[Stored data]
□ □ □ □ □ □ □

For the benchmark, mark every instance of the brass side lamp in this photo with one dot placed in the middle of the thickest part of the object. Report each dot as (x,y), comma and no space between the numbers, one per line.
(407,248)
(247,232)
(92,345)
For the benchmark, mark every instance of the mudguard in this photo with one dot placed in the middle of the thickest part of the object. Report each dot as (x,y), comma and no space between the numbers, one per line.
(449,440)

□ □ □ □ □ □ □

- _Set problem_:
Rewrite everything from the line containing "For the benchmark, mark every instance of the mudguard" down through the last of the lines above, keeping each request unchanged. Scale every coordinate in the answers by 1.25 and round to whole numbers, with halves rounded up.

- _Final result_:
For the benchmark, mark every instance of the mudguard in this photo with one dot placed in the middle of the thickest part of the object. Report each dot as (x,y), comma and no space between the numbers, one per line.
(561,550)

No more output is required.